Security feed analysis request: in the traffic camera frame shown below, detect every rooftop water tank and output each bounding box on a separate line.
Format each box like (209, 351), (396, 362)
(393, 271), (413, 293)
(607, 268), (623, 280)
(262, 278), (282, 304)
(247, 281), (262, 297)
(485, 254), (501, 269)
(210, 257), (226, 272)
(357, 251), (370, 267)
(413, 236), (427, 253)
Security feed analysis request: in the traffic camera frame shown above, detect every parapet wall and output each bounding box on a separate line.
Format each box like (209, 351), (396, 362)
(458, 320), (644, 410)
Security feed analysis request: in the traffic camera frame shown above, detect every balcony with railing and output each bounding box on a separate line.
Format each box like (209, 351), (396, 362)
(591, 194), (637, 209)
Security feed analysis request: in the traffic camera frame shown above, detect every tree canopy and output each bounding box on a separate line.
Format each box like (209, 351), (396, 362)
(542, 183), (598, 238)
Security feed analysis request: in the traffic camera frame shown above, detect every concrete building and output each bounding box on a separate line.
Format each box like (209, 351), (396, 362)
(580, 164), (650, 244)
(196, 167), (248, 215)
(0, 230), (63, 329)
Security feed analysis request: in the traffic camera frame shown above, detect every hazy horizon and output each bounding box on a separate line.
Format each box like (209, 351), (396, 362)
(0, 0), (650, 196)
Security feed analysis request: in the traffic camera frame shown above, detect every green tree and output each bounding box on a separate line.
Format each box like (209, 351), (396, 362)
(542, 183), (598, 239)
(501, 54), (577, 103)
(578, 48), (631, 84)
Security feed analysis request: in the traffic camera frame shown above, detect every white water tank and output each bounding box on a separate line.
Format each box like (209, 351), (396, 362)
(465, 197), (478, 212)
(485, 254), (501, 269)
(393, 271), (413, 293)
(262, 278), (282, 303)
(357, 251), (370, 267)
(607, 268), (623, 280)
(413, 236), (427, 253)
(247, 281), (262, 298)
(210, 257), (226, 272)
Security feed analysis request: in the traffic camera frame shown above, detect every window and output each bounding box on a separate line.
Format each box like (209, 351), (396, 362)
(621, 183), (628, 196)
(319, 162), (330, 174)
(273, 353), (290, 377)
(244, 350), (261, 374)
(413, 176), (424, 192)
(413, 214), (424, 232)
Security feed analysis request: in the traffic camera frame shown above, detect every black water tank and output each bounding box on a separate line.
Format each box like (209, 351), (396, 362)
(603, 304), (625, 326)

────────────────

▶ Задание:
Найдите в записях выше все строки со словом «tank» и перепишите каждую из них полностью. Регистр букв при поиске учитывается.

▶ Результат задания:
Security feed analysis request: in the traffic camera frame shown below, detect every rooftop water tank and output each bounding box on a separate line.
Security feed analysis request: in the traffic camera frame shown above, detect every white water tank and output each bounding box on a separate line.
Security feed analysis request: in the traffic camera frame shown above, detect every black water tank and output each bounding box on a separate line.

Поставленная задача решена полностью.